**Data entries:**
····················
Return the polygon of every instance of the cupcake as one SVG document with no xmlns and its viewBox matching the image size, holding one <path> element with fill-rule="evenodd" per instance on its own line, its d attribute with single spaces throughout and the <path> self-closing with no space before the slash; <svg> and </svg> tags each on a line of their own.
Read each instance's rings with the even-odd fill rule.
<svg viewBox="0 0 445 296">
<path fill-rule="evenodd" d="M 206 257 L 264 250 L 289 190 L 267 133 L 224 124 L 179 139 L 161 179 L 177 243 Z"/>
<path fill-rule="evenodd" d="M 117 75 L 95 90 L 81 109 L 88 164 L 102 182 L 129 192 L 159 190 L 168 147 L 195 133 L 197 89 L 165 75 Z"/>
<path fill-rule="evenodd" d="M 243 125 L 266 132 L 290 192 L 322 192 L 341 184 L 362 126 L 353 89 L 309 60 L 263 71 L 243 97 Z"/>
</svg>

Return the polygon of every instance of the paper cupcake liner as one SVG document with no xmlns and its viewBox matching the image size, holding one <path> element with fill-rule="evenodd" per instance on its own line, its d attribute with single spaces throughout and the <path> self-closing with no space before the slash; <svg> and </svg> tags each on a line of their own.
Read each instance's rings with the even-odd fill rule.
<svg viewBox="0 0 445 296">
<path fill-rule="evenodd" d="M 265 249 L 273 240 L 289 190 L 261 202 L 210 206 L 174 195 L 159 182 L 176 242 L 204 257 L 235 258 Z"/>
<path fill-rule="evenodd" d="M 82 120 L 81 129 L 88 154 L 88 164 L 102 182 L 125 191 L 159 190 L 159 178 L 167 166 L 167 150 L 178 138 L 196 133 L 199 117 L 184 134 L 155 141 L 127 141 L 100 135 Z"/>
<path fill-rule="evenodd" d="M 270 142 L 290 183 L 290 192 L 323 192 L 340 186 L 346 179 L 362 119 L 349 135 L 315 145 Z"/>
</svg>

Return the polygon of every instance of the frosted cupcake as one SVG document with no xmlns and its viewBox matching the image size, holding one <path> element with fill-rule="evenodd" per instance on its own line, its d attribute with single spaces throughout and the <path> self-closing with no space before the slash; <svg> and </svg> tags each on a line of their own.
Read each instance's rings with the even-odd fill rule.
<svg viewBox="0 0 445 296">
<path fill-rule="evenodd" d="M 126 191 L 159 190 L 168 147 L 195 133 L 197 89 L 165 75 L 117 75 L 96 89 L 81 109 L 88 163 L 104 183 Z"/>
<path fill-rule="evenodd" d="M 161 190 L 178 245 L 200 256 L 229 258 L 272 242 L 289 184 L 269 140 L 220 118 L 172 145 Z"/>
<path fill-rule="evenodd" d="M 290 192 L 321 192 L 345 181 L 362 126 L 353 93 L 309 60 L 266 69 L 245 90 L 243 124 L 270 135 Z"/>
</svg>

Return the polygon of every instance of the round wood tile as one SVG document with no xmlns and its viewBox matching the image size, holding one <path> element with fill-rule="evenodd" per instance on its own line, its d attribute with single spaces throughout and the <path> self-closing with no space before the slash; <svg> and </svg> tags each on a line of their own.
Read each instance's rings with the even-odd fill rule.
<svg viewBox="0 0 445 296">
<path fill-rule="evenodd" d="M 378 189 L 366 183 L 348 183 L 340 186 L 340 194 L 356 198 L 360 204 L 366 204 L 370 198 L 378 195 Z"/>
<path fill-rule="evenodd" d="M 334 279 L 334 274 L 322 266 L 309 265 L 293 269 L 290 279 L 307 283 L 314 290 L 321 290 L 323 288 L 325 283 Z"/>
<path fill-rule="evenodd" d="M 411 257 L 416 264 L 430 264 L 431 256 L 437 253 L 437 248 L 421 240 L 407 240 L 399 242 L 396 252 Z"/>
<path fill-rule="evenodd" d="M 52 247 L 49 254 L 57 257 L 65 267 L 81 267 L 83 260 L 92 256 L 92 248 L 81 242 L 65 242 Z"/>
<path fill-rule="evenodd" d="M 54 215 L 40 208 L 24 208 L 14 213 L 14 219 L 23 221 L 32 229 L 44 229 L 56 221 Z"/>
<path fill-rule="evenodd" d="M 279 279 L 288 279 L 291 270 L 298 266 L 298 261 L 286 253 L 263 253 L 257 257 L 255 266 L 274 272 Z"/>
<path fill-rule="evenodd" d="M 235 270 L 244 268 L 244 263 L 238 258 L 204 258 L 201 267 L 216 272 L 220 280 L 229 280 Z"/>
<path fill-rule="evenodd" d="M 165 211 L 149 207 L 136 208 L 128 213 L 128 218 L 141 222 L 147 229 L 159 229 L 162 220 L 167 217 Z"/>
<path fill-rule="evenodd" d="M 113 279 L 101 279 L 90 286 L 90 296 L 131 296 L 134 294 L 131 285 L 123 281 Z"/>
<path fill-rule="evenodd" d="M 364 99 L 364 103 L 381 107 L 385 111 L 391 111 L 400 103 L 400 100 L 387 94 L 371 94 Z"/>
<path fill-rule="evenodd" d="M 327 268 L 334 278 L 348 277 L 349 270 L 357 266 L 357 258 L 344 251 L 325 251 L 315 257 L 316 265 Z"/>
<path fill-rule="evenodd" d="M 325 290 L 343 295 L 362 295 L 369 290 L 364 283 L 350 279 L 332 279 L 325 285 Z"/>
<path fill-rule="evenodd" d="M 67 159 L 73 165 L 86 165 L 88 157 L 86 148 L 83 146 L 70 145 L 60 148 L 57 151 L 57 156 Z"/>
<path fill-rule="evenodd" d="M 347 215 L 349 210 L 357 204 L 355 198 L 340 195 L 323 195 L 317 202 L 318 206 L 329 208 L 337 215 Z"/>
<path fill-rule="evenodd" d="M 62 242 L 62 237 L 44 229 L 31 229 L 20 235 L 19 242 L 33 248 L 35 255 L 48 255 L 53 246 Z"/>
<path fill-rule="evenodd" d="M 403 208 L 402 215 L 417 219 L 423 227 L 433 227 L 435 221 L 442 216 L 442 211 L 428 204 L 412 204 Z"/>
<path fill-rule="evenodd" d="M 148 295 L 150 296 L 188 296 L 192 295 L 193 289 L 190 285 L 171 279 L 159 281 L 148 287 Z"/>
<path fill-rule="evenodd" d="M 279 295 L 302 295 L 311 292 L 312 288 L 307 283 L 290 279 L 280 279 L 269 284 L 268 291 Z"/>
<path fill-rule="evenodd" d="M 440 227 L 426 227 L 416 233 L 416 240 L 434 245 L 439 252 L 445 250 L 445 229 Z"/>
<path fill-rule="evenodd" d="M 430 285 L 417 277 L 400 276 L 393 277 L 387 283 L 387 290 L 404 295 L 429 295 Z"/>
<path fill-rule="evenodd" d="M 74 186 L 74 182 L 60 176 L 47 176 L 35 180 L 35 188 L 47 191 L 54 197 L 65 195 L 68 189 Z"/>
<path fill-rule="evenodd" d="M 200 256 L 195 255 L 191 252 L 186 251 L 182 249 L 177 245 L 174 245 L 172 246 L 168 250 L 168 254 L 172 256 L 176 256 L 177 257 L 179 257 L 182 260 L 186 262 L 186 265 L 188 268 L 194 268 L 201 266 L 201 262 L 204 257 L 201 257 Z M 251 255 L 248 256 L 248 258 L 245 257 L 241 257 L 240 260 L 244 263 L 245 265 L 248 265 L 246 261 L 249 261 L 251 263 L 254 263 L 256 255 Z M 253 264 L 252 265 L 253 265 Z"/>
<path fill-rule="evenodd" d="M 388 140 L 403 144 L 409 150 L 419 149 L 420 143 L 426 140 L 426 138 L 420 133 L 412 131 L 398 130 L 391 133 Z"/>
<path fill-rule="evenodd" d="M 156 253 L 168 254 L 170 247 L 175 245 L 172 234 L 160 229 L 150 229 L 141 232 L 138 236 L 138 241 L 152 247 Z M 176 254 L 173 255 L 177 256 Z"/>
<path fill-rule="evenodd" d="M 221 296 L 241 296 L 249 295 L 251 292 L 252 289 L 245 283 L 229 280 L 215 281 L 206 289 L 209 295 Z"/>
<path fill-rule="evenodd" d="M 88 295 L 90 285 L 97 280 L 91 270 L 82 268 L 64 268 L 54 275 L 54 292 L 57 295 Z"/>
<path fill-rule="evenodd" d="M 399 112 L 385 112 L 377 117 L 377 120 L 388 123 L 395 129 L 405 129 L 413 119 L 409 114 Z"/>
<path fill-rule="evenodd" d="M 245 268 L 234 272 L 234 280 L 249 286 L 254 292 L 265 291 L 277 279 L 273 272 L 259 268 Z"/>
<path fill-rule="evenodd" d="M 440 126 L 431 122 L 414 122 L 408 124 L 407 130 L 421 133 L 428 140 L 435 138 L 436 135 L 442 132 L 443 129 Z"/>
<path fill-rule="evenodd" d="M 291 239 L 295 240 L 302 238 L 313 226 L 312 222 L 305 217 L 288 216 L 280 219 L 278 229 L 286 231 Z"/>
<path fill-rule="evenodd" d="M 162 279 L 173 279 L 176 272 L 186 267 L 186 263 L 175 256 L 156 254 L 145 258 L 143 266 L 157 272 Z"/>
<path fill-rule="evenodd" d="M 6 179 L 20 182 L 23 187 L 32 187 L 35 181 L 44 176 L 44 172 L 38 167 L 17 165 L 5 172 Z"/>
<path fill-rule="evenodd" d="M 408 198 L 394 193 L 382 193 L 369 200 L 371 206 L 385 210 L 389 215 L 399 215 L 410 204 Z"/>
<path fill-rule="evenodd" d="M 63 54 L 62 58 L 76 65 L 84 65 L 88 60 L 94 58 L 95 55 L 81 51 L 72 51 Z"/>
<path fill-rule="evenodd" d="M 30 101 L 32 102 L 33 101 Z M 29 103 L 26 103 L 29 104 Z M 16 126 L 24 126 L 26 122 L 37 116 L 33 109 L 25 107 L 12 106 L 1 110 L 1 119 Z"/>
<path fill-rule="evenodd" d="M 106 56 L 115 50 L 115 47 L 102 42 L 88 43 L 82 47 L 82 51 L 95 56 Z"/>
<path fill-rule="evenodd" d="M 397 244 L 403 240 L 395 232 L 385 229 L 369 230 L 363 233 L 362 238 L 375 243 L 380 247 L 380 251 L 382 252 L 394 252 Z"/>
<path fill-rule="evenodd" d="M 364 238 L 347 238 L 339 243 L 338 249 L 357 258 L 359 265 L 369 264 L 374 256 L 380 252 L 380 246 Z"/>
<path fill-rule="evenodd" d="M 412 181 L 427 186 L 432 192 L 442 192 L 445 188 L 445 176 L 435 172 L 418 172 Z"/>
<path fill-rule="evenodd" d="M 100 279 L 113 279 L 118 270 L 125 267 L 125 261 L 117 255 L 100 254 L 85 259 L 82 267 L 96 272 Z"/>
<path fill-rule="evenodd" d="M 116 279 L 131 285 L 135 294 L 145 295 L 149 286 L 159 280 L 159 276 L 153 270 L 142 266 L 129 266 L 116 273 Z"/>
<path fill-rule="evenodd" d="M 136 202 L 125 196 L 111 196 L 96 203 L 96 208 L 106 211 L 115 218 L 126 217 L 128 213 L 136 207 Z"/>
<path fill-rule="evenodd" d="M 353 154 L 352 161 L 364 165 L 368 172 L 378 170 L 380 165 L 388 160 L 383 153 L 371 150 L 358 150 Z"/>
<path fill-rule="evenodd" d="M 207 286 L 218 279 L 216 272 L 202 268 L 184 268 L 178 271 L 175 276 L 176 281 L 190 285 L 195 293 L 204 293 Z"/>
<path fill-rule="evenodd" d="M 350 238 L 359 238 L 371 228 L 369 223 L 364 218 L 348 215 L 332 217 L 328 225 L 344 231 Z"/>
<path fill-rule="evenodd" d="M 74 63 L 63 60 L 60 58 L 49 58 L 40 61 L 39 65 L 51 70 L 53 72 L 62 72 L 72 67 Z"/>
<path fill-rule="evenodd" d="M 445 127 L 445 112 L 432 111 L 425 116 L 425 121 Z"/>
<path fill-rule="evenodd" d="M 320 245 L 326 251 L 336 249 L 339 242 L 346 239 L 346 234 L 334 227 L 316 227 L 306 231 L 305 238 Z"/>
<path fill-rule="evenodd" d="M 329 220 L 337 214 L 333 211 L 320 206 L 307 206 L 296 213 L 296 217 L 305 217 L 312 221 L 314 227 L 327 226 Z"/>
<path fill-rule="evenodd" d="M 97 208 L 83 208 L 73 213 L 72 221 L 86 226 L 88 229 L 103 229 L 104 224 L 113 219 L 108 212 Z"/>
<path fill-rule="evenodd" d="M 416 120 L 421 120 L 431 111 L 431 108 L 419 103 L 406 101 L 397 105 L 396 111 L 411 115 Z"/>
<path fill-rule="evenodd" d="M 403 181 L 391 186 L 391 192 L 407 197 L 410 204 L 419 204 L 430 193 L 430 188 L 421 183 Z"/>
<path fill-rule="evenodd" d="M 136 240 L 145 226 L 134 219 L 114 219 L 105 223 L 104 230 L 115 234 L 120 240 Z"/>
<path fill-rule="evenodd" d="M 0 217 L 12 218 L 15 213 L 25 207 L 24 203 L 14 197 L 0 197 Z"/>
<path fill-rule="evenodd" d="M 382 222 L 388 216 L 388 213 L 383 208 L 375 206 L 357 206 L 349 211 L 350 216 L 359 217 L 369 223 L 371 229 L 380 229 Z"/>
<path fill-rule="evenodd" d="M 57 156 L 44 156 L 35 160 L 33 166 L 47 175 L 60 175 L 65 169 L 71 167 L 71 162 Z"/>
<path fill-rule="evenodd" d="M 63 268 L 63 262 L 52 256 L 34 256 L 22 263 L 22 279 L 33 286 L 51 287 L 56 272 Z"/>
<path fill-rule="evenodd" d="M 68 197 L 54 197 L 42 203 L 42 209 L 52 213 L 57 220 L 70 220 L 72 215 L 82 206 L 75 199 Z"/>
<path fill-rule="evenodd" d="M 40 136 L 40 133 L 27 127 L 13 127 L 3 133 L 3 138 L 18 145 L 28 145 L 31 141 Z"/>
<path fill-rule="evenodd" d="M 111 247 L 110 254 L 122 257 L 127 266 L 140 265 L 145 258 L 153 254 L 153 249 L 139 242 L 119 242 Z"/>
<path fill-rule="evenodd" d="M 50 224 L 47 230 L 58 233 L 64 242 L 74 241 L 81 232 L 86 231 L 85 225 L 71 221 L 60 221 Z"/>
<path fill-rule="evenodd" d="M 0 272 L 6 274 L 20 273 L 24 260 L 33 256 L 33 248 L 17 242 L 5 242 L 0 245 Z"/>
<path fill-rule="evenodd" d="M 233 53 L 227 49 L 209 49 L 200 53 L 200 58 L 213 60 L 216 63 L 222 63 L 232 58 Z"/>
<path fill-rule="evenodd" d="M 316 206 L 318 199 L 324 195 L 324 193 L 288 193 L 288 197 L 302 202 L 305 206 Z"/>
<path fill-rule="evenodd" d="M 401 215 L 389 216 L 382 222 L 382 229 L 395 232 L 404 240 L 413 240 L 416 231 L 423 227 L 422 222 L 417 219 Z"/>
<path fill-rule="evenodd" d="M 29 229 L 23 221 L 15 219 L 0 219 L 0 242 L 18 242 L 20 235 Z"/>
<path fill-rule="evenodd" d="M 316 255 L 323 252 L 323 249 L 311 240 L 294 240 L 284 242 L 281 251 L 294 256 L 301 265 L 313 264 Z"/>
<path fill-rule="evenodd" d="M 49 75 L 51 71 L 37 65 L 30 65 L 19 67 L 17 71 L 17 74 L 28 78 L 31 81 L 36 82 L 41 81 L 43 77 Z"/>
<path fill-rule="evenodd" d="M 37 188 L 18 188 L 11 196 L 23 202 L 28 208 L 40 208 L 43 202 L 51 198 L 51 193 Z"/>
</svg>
····················
**Prompt:**
Reproduce verbatim the portion of the data above that opens with the line containing "Return the polygon of every instance of the round" and closes with the line containing "54 215 L 40", including both of those lines.

**The completed task:**
Return the polygon of every instance of the round wood tile as one SVG document with no xmlns and its viewBox matching the image size, holding one <path> element with fill-rule="evenodd" per instance on its own line, its d attribute with single spaces throughout and the <path> self-closing with no space before the slash; <svg> and </svg> tags each on a line of their own.
Read each instance's rings with the even-odd fill rule.
<svg viewBox="0 0 445 296">
<path fill-rule="evenodd" d="M 378 189 L 366 183 L 348 183 L 340 186 L 340 194 L 356 198 L 360 204 L 366 204 L 370 198 L 378 195 Z"/>
<path fill-rule="evenodd" d="M 334 279 L 334 274 L 322 266 L 309 265 L 293 269 L 290 279 L 307 283 L 314 290 L 321 290 L 323 288 L 325 283 Z"/>
<path fill-rule="evenodd" d="M 411 257 L 416 264 L 430 264 L 431 256 L 437 253 L 437 248 L 421 240 L 407 240 L 399 242 L 396 252 Z"/>
<path fill-rule="evenodd" d="M 52 247 L 49 254 L 57 257 L 65 267 L 81 267 L 83 260 L 92 256 L 92 248 L 81 242 L 65 242 Z"/>
<path fill-rule="evenodd" d="M 54 215 L 40 208 L 24 208 L 14 213 L 14 219 L 23 221 L 32 229 L 44 229 L 56 221 Z"/>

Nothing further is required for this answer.